> **WHAT YOU NEED TO DO**
Below are the entries; tally the lines holding the string "window" and give only that figure.

------------------------------------------------------------------------

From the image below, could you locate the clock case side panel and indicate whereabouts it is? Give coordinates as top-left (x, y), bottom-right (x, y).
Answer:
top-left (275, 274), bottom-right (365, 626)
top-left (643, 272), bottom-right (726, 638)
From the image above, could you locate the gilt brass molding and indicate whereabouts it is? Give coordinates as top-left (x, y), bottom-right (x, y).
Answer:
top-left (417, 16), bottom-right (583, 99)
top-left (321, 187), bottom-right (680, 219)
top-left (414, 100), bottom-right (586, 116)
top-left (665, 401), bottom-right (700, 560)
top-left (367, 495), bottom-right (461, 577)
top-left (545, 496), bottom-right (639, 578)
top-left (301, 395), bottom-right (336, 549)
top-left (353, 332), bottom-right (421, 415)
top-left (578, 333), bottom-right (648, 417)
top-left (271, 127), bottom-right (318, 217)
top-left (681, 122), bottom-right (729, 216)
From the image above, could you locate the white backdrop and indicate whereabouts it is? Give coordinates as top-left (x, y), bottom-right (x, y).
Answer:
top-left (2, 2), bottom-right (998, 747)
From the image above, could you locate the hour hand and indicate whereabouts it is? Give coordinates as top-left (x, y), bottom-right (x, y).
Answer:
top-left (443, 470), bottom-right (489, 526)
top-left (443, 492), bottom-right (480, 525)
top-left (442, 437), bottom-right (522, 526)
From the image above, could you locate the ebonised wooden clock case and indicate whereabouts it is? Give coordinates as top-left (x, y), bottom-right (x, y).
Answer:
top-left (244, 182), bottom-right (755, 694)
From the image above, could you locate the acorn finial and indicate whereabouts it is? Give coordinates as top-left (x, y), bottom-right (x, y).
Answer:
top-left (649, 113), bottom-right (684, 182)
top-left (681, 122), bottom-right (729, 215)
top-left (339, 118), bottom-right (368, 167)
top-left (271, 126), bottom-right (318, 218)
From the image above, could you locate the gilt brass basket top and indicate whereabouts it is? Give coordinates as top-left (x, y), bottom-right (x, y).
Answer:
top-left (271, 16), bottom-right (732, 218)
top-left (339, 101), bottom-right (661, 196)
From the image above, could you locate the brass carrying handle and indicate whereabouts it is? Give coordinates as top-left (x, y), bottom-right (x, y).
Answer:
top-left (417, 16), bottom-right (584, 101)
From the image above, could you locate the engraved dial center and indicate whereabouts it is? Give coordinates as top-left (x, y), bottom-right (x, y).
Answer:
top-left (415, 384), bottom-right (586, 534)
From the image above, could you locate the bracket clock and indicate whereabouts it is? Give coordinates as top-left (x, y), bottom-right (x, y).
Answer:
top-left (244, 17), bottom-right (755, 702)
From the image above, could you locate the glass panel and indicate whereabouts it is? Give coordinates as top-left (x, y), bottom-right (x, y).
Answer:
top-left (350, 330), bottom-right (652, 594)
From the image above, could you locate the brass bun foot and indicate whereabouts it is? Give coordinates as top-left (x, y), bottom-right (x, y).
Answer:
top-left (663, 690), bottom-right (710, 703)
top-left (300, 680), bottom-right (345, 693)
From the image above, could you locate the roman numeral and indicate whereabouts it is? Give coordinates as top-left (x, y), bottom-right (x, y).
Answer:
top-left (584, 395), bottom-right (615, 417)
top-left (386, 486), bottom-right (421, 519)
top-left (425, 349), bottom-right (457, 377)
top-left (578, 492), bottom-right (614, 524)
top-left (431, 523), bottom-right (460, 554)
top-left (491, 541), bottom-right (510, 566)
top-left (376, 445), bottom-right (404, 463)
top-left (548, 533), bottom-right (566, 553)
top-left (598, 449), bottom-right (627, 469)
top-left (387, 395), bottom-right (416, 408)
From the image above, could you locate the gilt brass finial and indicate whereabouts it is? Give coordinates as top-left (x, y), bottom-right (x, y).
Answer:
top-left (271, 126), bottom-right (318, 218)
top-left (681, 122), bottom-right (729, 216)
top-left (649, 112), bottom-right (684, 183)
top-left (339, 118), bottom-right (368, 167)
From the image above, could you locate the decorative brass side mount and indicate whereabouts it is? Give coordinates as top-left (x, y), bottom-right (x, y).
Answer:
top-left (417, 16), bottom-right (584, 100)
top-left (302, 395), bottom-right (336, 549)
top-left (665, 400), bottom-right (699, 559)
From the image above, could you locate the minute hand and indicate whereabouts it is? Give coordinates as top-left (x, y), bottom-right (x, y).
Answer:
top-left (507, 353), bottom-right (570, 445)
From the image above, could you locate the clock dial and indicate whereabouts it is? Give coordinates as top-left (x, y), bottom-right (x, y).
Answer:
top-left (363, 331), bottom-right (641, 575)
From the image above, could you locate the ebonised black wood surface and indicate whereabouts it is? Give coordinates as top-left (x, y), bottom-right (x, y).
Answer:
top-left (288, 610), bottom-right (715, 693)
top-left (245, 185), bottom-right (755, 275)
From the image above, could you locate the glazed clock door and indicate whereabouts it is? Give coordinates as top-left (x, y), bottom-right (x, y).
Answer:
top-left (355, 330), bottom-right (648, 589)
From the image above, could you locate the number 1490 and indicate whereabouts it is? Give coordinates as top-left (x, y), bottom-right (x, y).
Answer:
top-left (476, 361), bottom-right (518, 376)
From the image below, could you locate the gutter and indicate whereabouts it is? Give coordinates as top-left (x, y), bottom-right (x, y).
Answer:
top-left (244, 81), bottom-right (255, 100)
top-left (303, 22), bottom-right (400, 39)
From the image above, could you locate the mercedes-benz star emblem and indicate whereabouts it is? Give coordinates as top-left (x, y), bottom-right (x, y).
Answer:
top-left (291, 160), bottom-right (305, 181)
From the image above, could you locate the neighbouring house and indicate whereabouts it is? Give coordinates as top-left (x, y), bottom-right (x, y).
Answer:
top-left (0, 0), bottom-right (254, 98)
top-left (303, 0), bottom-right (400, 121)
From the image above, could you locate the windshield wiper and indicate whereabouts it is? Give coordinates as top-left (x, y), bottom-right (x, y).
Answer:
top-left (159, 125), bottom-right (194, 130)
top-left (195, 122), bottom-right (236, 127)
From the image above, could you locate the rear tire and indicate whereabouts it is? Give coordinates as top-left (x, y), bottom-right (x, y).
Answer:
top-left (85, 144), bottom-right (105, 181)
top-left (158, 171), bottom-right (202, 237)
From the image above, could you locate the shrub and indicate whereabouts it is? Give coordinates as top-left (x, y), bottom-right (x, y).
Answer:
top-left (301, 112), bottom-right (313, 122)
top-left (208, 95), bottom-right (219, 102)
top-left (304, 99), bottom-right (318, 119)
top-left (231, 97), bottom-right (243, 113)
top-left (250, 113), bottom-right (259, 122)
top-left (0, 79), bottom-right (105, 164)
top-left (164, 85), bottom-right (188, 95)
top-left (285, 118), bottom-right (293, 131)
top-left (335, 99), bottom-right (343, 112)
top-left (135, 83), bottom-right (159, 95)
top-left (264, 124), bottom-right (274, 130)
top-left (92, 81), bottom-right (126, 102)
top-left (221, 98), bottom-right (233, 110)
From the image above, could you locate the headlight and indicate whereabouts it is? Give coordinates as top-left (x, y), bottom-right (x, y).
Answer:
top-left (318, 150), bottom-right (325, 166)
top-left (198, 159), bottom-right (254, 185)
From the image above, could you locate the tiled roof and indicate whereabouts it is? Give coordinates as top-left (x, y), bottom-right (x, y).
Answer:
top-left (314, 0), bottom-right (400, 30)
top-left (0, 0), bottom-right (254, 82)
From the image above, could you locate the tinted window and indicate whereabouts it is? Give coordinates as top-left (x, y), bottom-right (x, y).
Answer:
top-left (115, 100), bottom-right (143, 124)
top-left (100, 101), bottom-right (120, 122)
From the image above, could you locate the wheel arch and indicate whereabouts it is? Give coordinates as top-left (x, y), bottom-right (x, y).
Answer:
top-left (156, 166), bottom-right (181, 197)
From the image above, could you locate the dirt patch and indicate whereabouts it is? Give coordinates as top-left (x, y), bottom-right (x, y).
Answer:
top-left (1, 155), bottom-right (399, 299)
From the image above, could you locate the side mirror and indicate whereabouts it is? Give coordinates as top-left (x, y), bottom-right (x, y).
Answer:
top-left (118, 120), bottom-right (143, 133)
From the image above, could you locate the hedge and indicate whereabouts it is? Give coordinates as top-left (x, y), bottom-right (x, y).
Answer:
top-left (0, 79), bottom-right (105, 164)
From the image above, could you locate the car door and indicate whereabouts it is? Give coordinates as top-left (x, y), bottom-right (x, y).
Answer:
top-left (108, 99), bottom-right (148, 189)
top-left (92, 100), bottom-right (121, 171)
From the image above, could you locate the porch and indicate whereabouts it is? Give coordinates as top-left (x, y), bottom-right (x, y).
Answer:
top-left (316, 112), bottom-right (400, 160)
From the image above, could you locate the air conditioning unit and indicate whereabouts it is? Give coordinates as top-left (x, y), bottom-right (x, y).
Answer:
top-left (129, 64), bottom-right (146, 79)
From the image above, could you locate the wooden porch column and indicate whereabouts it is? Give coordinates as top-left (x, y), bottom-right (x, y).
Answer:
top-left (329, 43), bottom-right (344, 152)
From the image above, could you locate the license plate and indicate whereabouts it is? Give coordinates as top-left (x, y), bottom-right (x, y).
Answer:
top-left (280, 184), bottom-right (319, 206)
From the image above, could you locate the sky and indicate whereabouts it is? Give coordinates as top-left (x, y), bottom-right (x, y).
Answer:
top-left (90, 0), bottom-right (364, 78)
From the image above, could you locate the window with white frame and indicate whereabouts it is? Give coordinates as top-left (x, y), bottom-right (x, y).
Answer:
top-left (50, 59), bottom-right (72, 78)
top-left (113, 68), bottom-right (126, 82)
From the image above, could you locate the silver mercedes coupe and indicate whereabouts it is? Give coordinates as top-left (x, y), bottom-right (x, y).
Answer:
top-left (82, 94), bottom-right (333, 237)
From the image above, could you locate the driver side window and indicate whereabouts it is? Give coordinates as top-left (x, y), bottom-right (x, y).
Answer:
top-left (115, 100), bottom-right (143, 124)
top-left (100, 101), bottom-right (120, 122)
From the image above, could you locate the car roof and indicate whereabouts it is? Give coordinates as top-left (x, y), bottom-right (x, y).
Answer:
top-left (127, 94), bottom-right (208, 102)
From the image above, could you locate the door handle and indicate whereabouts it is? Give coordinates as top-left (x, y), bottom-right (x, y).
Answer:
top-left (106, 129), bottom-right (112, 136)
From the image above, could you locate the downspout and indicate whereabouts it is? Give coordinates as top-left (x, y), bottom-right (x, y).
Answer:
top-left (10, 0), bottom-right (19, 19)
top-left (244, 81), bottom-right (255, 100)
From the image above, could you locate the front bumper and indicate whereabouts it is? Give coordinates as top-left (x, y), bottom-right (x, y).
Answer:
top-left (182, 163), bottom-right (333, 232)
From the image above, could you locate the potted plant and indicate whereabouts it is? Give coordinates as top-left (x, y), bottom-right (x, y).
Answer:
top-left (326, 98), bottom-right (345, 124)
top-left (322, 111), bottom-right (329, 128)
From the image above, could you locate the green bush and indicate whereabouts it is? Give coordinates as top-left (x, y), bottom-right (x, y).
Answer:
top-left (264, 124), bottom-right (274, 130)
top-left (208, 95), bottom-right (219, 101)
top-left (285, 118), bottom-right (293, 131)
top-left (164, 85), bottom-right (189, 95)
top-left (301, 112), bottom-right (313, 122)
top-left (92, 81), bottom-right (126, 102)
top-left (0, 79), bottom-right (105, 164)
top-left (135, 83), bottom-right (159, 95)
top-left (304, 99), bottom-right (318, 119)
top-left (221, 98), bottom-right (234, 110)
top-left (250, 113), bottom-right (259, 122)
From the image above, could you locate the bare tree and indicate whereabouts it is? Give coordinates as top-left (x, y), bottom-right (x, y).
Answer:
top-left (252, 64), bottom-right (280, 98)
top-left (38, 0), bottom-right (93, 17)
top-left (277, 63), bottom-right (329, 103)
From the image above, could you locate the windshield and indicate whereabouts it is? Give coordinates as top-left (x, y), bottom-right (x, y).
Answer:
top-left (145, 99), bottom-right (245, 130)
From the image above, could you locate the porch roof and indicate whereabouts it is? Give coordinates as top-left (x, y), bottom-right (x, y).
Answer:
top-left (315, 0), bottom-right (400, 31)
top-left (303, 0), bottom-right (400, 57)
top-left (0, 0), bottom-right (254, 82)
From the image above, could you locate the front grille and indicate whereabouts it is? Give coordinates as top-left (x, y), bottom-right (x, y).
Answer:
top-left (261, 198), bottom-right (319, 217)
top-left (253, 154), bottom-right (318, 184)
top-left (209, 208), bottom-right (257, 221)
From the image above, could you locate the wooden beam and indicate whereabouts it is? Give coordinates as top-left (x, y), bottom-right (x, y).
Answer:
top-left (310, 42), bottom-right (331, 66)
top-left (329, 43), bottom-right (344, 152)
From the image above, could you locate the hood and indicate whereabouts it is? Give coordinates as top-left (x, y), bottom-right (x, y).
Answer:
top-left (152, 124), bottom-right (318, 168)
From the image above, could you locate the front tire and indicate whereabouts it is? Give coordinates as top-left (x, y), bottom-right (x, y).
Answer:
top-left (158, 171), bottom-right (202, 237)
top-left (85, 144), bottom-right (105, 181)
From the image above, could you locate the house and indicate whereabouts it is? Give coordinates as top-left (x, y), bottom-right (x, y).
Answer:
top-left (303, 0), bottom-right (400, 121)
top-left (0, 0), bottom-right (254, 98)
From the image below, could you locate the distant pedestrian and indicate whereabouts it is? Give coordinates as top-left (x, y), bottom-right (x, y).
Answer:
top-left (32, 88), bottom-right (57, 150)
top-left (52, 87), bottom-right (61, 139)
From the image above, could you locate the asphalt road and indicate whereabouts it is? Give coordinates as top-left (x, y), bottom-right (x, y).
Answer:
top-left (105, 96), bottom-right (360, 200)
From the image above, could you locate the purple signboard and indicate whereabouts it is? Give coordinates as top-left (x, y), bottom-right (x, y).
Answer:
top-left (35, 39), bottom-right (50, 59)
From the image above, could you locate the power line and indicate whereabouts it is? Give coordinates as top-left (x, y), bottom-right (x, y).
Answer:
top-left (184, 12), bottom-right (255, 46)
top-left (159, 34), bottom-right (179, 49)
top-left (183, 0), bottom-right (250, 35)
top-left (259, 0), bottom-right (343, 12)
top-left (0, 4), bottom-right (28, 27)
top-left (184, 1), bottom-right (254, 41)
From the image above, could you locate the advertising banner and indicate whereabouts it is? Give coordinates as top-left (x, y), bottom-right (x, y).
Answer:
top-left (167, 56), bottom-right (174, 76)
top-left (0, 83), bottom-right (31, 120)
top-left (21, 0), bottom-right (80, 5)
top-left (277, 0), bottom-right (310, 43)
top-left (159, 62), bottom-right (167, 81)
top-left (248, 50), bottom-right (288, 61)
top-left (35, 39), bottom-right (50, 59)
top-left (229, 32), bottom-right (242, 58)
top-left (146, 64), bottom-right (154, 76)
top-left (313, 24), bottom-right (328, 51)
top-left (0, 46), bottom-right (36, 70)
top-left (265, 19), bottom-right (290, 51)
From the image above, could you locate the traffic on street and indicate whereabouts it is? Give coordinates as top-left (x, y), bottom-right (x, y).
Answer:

------------------------------------------------------------------------

> **SOLUTION BELOW**
3